* **PASSAGE GIVEN**

In [1]:
%load_ext autoreload
%autoreload 2

In [2]:
from transformers import AutoModelForSequenceClassification, AutoTokenizer, DataCollatorWithPadding, TrainingArguments, Trainer
from datasets import load_dataset, load_metric
import numpy as np
import torch
from torch.nn.utils import parametrize
from torch import nn

# import wandb

# import os
# os.environ["WANDB_PROJECT"] = "lora-from-scratch"
# os.environ["WANDB_LOG_MODEL"] = "checkpoint"

# wandb.login()

def get_device():
    import torch
    if torch.cuda.is_available():
        device = torch.device("cuda")
    elif torch.backends.mps.is_available():
        device = torch.device("mps")
    else:
        device = torch.device("cpu")
    print(f"Using device {device}")
    return device

In [3]:
# device = get_device()
device = torch.device("cpu")
print(device)

cpu


In [18]:
class LoRAParametrization(nn.Module):
  def __init__(self, features_in, features_out, rank=1, alpha=1):
    super().__init__()

    self.lora_A = nn.Parameter(torch.zeros(rank, features_out))
    self.lora_B = nn.Parameter(torch.zeros(features_in, rank))
    nn.init.normal_(self.lora_A, mean=0, std=1)

    self.scale = alpha / rank
    self.enabled = True

  def forward(self, original_weights):
    if self.enabled:
      device = original_weights.device
      return original_weights + torch.matmul(self.lora_B, self.lora_A).view(original_weights.shape).to(device) * self.scale
    else:
      return original_weights

In [29]:
def linear_layer_parametrization(layer, rank=1, lora_alpha=1):
  features_in, features_out = layer.weight.shape
  return LoRAParametrization(features_in, features_out, rank, lora_alpha)

In [20]:
model = AutoModelForSequenceClassification.from_pretrained("distilbert-base-uncased", num_labels=2).to(device)
tokenizer = AutoTokenizer.from_pretrained("distilbert-base-uncased")
text = "This was a great movie"
encoded_input = tokenizer(text, return_tensors='pt').to(device)
output = model(**encoded_input)
print(output)

* **EXTRACTED RECORDS**
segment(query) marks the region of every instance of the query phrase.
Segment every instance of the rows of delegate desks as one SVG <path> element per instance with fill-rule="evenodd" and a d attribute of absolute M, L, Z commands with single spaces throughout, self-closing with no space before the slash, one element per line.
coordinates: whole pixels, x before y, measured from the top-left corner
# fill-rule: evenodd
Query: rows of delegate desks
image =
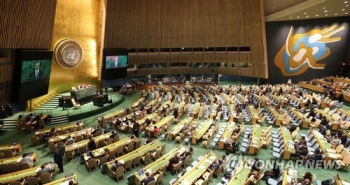
<path fill-rule="evenodd" d="M 248 153 L 257 154 L 261 145 L 261 131 L 262 127 L 258 124 L 253 125 L 252 141 L 249 145 Z"/>
<path fill-rule="evenodd" d="M 227 142 L 227 140 L 229 140 L 232 136 L 232 131 L 237 127 L 237 125 L 235 124 L 235 122 L 230 122 L 226 125 L 225 131 L 224 133 L 222 133 L 221 138 L 219 140 L 219 149 L 224 149 L 225 148 L 225 144 Z M 242 125 L 242 127 L 244 127 L 244 125 Z M 243 129 L 243 128 L 241 128 Z"/>
<path fill-rule="evenodd" d="M 117 150 L 119 147 L 127 146 L 129 143 L 133 143 L 133 142 L 137 142 L 137 141 L 138 141 L 138 138 L 131 139 L 130 137 L 126 137 L 126 138 L 121 139 L 115 143 L 106 145 L 106 146 L 101 147 L 101 148 L 97 148 L 97 149 L 91 151 L 91 153 L 94 156 L 94 158 L 98 158 L 98 157 L 105 155 L 106 150 L 111 152 L 111 151 Z M 90 158 L 90 156 L 88 156 L 87 153 L 84 153 L 83 158 L 86 161 Z"/>
<path fill-rule="evenodd" d="M 34 162 L 38 162 L 38 155 L 36 155 L 36 153 L 32 153 L 29 156 L 33 157 L 33 161 Z M 0 164 L 16 164 L 21 162 L 21 160 L 23 159 L 22 156 L 15 156 L 15 157 L 9 157 L 9 158 L 2 158 L 0 159 Z"/>
<path fill-rule="evenodd" d="M 169 160 L 174 155 L 182 155 L 186 151 L 186 147 L 184 146 L 178 146 L 172 150 L 170 150 L 168 153 L 164 154 L 162 157 L 158 158 L 153 163 L 145 166 L 143 168 L 143 171 L 147 171 L 150 173 L 150 175 L 155 175 L 159 170 L 163 169 L 164 167 L 167 167 L 169 165 Z M 137 172 L 135 172 L 135 184 L 139 184 L 143 180 L 146 179 L 146 176 L 140 176 Z"/>
<path fill-rule="evenodd" d="M 102 135 L 99 135 L 99 136 L 96 136 L 96 137 L 93 137 L 95 143 L 97 144 L 99 141 L 101 140 L 106 140 L 108 139 L 110 136 L 112 135 L 112 133 L 106 133 L 106 134 L 102 134 Z M 80 147 L 84 147 L 84 146 L 87 146 L 89 143 L 89 140 L 88 139 L 85 139 L 85 140 L 82 140 L 82 141 L 79 141 L 79 142 L 75 142 L 71 145 L 66 145 L 65 146 L 65 151 L 75 151 L 75 150 L 78 150 Z"/>
<path fill-rule="evenodd" d="M 44 165 L 45 165 L 45 167 L 53 168 L 54 171 L 56 169 L 56 166 L 54 163 L 47 162 Z M 40 167 L 33 167 L 33 168 L 25 169 L 25 170 L 20 170 L 17 172 L 12 172 L 12 173 L 0 175 L 0 184 L 8 184 L 8 183 L 11 183 L 13 181 L 19 181 L 19 180 L 24 179 L 26 177 L 38 176 L 37 175 L 38 169 L 40 169 Z"/>
<path fill-rule="evenodd" d="M 11 144 L 5 144 L 0 145 L 0 151 L 4 150 L 12 150 L 16 152 L 22 152 L 22 145 L 20 143 L 11 143 Z"/>
<path fill-rule="evenodd" d="M 213 123 L 213 120 L 205 120 L 203 125 L 199 128 L 199 130 L 196 131 L 195 135 L 192 136 L 192 143 L 196 144 L 197 141 L 199 141 L 203 135 L 209 130 Z"/>
<path fill-rule="evenodd" d="M 324 136 L 315 130 L 310 130 L 310 133 L 316 139 L 316 142 L 320 145 L 323 155 L 325 155 L 324 160 L 326 162 L 333 161 L 338 159 L 336 151 L 332 148 L 331 144 L 327 142 L 327 139 Z"/>
<path fill-rule="evenodd" d="M 169 125 L 172 124 L 173 122 L 174 122 L 174 116 L 168 115 L 168 116 L 164 117 L 163 119 L 161 119 L 160 121 L 158 121 L 154 126 L 157 126 L 157 128 L 167 126 L 167 128 L 169 128 Z M 154 131 L 154 128 L 147 127 L 147 135 L 148 136 L 151 137 L 153 135 L 153 131 Z"/>
<path fill-rule="evenodd" d="M 309 128 L 309 124 L 310 124 L 309 119 L 305 118 L 304 115 L 301 112 L 295 110 L 295 108 L 290 108 L 289 110 L 291 110 L 299 119 L 302 120 L 300 124 L 302 128 Z"/>
<path fill-rule="evenodd" d="M 143 156 L 144 154 L 148 153 L 149 151 L 154 151 L 160 147 L 162 147 L 162 145 L 165 145 L 165 144 L 162 144 L 160 141 L 158 140 L 155 140 L 151 143 L 148 143 L 146 145 L 143 145 L 141 146 L 140 148 L 132 151 L 132 152 L 129 152 L 125 155 L 122 155 L 120 157 L 118 157 L 116 160 L 119 161 L 119 162 L 126 162 L 126 161 L 132 161 L 134 160 L 136 157 L 141 157 Z M 108 168 L 108 171 L 111 171 L 111 167 L 112 167 L 112 164 L 113 164 L 114 161 L 111 161 L 111 162 L 107 162 L 107 168 Z"/>
<path fill-rule="evenodd" d="M 193 117 L 187 117 L 183 119 L 180 123 L 178 123 L 176 126 L 174 126 L 169 132 L 168 132 L 168 139 L 173 140 L 177 134 L 179 134 L 182 130 L 182 128 L 185 125 L 188 125 L 193 120 Z"/>
<path fill-rule="evenodd" d="M 210 170 L 209 167 L 215 162 L 218 157 L 213 152 L 208 152 L 197 164 L 195 164 L 191 170 L 187 171 L 181 178 L 179 178 L 175 185 L 188 185 L 193 184 L 200 178 L 206 171 Z"/>
<path fill-rule="evenodd" d="M 68 185 L 69 181 L 73 181 L 73 184 L 78 184 L 78 176 L 76 174 L 67 175 L 64 178 L 54 180 L 45 185 Z"/>
<path fill-rule="evenodd" d="M 235 175 L 230 179 L 227 185 L 246 185 L 251 172 L 251 167 L 246 165 L 246 159 L 237 167 Z"/>
<path fill-rule="evenodd" d="M 79 124 L 80 126 L 84 126 L 84 123 L 80 123 Z M 59 126 L 59 127 L 56 127 L 56 131 L 57 132 L 60 132 L 62 130 L 66 130 L 66 131 L 69 131 L 70 129 L 75 129 L 77 127 L 77 124 L 76 123 L 71 123 L 71 124 L 68 124 L 68 125 L 64 125 L 64 126 Z M 40 137 L 40 136 L 44 136 L 46 135 L 47 133 L 49 133 L 51 131 L 52 128 L 45 128 L 43 130 L 38 130 L 35 132 L 35 136 L 37 137 Z"/>
<path fill-rule="evenodd" d="M 290 159 L 290 156 L 292 154 L 295 154 L 294 149 L 294 141 L 292 134 L 287 130 L 285 127 L 279 128 L 282 134 L 283 139 L 283 145 L 284 145 L 284 153 L 283 153 L 283 159 Z"/>
<path fill-rule="evenodd" d="M 268 109 L 271 111 L 271 113 L 274 115 L 274 117 L 276 118 L 276 121 L 275 121 L 275 126 L 280 126 L 284 117 L 282 114 L 280 114 L 275 107 L 273 106 L 269 106 Z"/>
<path fill-rule="evenodd" d="M 84 130 L 79 130 L 71 133 L 66 133 L 62 135 L 58 135 L 55 137 L 51 137 L 48 141 L 48 143 L 57 143 L 57 142 L 64 142 L 67 140 L 68 136 L 71 136 L 72 138 L 75 138 L 77 136 L 85 136 L 91 134 L 93 131 L 93 128 L 87 128 Z"/>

* **REQUIRED TASK 1**
Rewrite the LoRA notebook code block that begins "def get_device():" as a brief list that keeps its main logic.
* **REQUIRED TASK 2**
In the records, express the stretch from the line containing "248 153 L 257" through the line containing "102 135 L 99" as a Markdown table with the columns Row and Path, where Row is the row number and Path is the line. Leave out blank lines.

* **REPLY 1**
- Imports torch.
- Uses the "cuda" device if CUDA is available.
- Otherwise uses "mps" if the MPS backend is available.
- Otherwise falls back to "cpu".
- Prints "Using device {device}" and returns the device.

* **REPLY 2**
| Row | Path |
|---|---|
| 1 | <path fill-rule="evenodd" d="M 248 153 L 257 154 L 261 145 L 261 131 L 262 127 L 258 124 L 253 125 L 252 141 L 249 145 Z"/> |
| 2 | <path fill-rule="evenodd" d="M 227 142 L 227 140 L 229 140 L 232 136 L 232 131 L 237 127 L 237 125 L 235 124 L 235 122 L 230 122 L 226 125 L 225 131 L 224 133 L 222 133 L 221 138 L 219 140 L 219 149 L 224 149 L 225 148 L 225 144 Z M 242 125 L 242 127 L 244 127 L 244 125 Z M 243 129 L 243 128 L 241 128 Z"/> |
| 3 | <path fill-rule="evenodd" d="M 117 150 L 119 147 L 127 146 L 129 143 L 133 143 L 133 142 L 137 142 L 137 141 L 138 141 L 138 138 L 131 139 L 130 137 L 126 137 L 126 138 L 121 139 L 115 143 L 106 145 L 106 146 L 101 147 L 101 148 L 97 148 L 97 149 L 91 151 L 91 153 L 94 156 L 94 158 L 98 158 L 98 157 L 105 155 L 106 150 L 111 152 L 111 151 Z M 90 158 L 90 156 L 88 156 L 87 153 L 84 153 L 83 158 L 86 161 Z"/> |
| 4 | <path fill-rule="evenodd" d="M 34 162 L 38 162 L 38 155 L 36 155 L 36 153 L 32 153 L 29 156 L 33 157 L 33 161 Z M 0 164 L 16 164 L 21 162 L 21 160 L 23 159 L 22 156 L 15 156 L 15 157 L 9 157 L 9 158 L 2 158 L 0 159 Z"/> |
| 5 | <path fill-rule="evenodd" d="M 169 160 L 174 155 L 182 155 L 186 151 L 186 147 L 184 146 L 178 146 L 172 150 L 170 150 L 168 153 L 164 154 L 162 157 L 158 158 L 153 163 L 145 166 L 143 168 L 143 171 L 147 171 L 150 173 L 150 175 L 155 175 L 159 170 L 163 169 L 164 167 L 167 167 L 169 165 Z M 137 172 L 135 172 L 135 184 L 139 184 L 143 180 L 146 179 L 146 176 L 140 176 Z"/> |
| 6 | <path fill-rule="evenodd" d="M 102 135 L 99 135 L 99 136 L 96 136 L 96 137 L 93 137 L 95 143 L 97 144 L 99 141 L 101 140 L 106 140 L 108 139 L 110 136 L 112 135 L 112 133 L 106 133 L 106 134 L 102 134 Z M 80 147 L 84 147 L 84 146 L 87 146 L 89 143 L 89 140 L 88 139 L 85 139 L 85 140 L 82 140 L 82 141 L 79 141 L 79 142 L 75 142 L 71 145 L 66 145 L 65 146 L 65 151 L 75 151 L 75 150 L 78 150 Z"/> |